start EXTRACT
Home - - - xox-cherry-xox.tk ARCHIVES - June 2006

June 30th.
it is phenomenal, the amount of learning that one is capable of when no longer being force fed textbooks loaded with sciences and concepts considered genius hundreds of years ago. facts and information that will not teach you how to sustain yourself, facts and information that are only capable of producing you an income, and supporting you a family. in that aspect it is fortunate, in others, devastating: where is your independence, in the number on a paycheque?
there is a strange hint in your voice that you are barely capable of noticing over the phone, but that is all too clear in this end of the reception: your boredom. for now it is merely a hint: perhaps just a tint of the wrong color in the painting. but once we come to rely on this connection (caller id, telephone jack, grey antennae), this teeny bump will turn into a mountain, that will turn into confusion, and anxiety, and misery.
but you always did say i assume too much anyway

June 29th.
i think those silly online personals are a waste of time. you never accomplish anything that way. how can you fool yourself into falling in love with clichés in 12 pt font? its lying to yourself is what it is. anybody can do better than that.
this song will always make me think of you. no matter what, it always will, always has, and always will. i put it on my cd in music class, not because i liked it but because i like you.
i dont think that this summer will go over very well. i think i will spend a lot of it trying not to upset you, but in the process upsetting myself, which invariably upsets you. so perhaps i will simply adopt a routine of taking to sitting by the phone, while plowing through that massive stack of books i've been developping. i promise i will wait, so i'll prove it now
where the fuck is dresden, i need some new dancey music. why cant it be sunny? feel so dancy.
end EXTRACT
- **EXERCISES**
a. Answer these questions about the blog archive:
(i) In which class did the writer put the song on a CD?
(ii) What does the writer say is all too clear on their end of the phone call?
(iii) What kind of music does the writer say they need?
b. Extend the blog archive from where it stops.
The entries are not needed for work on the blog archive.
start MATERIAL PROVIDED
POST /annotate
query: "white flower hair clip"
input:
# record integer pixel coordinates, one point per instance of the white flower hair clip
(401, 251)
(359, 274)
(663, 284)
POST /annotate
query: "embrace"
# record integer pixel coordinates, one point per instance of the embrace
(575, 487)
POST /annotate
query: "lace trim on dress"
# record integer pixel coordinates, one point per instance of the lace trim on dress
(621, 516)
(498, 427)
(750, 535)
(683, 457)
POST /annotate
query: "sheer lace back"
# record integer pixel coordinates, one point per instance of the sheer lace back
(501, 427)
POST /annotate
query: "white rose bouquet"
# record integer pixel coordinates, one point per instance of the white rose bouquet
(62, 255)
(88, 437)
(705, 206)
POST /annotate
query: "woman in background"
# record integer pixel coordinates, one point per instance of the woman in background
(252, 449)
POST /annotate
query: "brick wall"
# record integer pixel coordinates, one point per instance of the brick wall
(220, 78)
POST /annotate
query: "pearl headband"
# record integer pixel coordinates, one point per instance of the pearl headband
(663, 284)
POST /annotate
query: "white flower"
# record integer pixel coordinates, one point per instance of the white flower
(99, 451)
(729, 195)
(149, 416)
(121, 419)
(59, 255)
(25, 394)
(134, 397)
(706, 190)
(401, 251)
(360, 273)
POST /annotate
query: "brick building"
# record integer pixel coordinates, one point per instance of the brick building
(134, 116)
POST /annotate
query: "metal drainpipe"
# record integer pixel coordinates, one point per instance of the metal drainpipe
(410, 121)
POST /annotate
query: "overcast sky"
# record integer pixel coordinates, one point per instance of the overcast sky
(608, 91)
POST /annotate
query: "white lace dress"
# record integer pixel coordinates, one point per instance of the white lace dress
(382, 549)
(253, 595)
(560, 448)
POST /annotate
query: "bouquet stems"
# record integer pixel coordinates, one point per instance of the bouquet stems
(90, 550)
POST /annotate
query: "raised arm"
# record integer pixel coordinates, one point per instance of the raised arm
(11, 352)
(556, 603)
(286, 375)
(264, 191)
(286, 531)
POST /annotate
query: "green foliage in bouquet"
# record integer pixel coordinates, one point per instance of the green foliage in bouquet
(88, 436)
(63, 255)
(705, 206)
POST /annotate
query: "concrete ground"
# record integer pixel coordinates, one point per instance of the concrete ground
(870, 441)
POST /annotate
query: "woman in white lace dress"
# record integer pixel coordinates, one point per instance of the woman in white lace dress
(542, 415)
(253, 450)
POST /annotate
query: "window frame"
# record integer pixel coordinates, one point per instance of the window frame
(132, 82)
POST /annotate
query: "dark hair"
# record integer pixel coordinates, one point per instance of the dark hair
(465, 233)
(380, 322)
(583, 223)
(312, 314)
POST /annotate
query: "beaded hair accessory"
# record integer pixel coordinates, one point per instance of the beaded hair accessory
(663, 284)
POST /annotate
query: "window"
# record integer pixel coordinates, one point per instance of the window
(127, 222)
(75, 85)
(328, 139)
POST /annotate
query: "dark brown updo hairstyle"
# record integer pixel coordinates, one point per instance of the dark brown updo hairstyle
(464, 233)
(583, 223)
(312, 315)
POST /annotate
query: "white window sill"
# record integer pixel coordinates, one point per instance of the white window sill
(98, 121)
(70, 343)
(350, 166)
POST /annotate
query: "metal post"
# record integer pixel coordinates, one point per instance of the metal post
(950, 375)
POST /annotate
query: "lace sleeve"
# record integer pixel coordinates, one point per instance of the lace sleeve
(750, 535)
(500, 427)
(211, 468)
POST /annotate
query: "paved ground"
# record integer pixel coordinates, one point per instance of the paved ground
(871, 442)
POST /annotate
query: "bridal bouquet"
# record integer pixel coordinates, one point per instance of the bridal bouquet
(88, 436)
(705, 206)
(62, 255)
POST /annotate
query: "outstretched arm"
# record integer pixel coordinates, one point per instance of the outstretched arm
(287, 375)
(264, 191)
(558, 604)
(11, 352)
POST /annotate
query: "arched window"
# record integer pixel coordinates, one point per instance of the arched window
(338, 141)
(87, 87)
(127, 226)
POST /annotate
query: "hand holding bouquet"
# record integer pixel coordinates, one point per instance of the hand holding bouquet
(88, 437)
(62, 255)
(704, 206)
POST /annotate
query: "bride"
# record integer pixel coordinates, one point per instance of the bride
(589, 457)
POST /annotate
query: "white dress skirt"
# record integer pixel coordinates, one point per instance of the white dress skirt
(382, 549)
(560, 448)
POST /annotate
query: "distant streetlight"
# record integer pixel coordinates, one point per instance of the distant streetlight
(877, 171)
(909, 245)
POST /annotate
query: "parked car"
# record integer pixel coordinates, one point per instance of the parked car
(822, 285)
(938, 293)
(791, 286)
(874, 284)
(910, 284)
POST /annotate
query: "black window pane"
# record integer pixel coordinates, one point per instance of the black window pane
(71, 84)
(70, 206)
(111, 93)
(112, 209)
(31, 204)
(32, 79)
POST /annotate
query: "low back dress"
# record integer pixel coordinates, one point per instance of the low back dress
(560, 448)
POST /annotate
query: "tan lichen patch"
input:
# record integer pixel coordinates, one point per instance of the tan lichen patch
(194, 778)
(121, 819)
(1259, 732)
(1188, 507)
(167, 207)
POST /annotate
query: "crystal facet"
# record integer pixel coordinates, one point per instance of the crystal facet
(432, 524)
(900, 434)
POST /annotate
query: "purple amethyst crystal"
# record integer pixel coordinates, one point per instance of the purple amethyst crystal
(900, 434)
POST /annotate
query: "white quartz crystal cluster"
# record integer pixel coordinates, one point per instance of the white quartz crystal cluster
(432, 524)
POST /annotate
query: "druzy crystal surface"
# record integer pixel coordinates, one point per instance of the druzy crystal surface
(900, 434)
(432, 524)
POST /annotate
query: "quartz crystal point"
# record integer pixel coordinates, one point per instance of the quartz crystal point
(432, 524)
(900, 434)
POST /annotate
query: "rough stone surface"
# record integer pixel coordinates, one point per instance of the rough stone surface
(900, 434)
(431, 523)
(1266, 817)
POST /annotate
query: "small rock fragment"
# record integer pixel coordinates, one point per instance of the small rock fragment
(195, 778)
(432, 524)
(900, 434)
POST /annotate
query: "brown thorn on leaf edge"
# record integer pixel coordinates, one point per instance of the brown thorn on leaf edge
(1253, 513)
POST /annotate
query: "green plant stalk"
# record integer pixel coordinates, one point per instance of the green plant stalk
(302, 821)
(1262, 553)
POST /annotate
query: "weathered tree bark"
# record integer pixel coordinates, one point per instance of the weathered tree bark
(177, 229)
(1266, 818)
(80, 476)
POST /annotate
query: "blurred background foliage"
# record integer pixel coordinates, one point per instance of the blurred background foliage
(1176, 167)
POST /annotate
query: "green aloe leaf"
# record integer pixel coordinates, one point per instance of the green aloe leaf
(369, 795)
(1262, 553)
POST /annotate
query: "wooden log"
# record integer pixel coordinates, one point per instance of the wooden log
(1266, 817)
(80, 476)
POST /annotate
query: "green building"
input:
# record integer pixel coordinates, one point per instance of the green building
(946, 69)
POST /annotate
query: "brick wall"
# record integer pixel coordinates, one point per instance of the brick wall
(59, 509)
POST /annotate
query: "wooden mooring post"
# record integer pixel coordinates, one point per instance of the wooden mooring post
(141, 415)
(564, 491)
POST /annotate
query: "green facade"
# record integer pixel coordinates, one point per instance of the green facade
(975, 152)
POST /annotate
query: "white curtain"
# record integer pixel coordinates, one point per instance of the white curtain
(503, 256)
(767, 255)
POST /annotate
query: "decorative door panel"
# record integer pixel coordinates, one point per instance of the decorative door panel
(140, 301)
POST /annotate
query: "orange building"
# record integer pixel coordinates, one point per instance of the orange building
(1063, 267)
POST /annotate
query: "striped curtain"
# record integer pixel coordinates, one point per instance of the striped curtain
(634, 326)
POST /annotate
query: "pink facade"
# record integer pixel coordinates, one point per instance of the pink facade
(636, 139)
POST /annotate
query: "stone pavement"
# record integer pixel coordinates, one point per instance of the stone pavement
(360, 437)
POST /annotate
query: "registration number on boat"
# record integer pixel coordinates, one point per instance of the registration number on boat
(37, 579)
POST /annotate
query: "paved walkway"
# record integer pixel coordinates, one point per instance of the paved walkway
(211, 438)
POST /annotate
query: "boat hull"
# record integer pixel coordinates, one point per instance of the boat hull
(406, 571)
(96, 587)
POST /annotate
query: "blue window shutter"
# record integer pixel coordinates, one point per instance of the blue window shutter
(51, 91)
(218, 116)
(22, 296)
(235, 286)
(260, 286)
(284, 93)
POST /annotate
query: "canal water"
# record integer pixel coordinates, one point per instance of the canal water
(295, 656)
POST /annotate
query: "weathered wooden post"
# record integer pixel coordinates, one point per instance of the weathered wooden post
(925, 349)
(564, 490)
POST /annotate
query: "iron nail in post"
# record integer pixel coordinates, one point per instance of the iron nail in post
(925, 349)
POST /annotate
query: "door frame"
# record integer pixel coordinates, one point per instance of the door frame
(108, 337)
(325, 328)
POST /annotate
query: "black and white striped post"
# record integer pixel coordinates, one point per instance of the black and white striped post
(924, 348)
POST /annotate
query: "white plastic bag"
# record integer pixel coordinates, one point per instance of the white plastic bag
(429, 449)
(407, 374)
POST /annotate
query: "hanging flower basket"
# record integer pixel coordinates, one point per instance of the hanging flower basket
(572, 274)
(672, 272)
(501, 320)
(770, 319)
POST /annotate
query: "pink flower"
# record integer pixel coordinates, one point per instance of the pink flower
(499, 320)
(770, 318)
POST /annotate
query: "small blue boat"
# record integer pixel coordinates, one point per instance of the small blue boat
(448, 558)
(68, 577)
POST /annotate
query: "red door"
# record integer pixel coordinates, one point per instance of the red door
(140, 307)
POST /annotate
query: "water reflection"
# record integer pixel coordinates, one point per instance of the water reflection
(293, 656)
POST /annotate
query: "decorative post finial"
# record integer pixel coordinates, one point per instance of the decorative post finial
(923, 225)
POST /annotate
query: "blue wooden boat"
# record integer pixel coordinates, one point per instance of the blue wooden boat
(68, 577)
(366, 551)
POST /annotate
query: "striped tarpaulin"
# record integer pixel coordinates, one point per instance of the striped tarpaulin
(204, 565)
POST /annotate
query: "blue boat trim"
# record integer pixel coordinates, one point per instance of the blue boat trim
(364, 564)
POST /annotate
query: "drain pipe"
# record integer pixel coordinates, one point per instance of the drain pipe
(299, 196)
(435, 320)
end MATERIAL PROVIDED
- **TASK RESPONSES**
a.
(i) Music class.
(ii) The other person's boredom.
(iii) New dancey music.

b.
OMGyouGRADUATED

June 28th.
really quite cross today. feel fucking fat, ugly, and disgusting.
look disgusting. clothes dont fit right, hair is a mess.
such a fucking piece of shit.

June 27th.

June 26th.
dear evelyn,
this might be the last time I write you. and even if it's not, I think our lines will have to sever. strangely enough, it seems I'm breaking connections in other places, too. i've needed to do this for a long time. and i'm completely terrified, darling, about the consequence. for some reason it took a long time for the guilt to sink in, but now it is so strong that I want to be ill. i'll do it today, i promise. oh evelyn, sometimes i wish that you really could be listening. this will be the hardest thing i've ever had to do, and i'll be doing it completely alone.

june 23rd.
dear evelyn,
do you know what this means? this means no more making out in the hallways. this means no more walking on each others feet. this means no more writing notes to sneak into each others pockets between classes.
there is a heavy magnitude here. close the door on you but not on me. but youre happier to be on the outside than i am to be left on the inside.
i worry that he wont want to take me with him where he goes.
evelyn, i dont like this one little bit.

june 21st.
oh evelyn!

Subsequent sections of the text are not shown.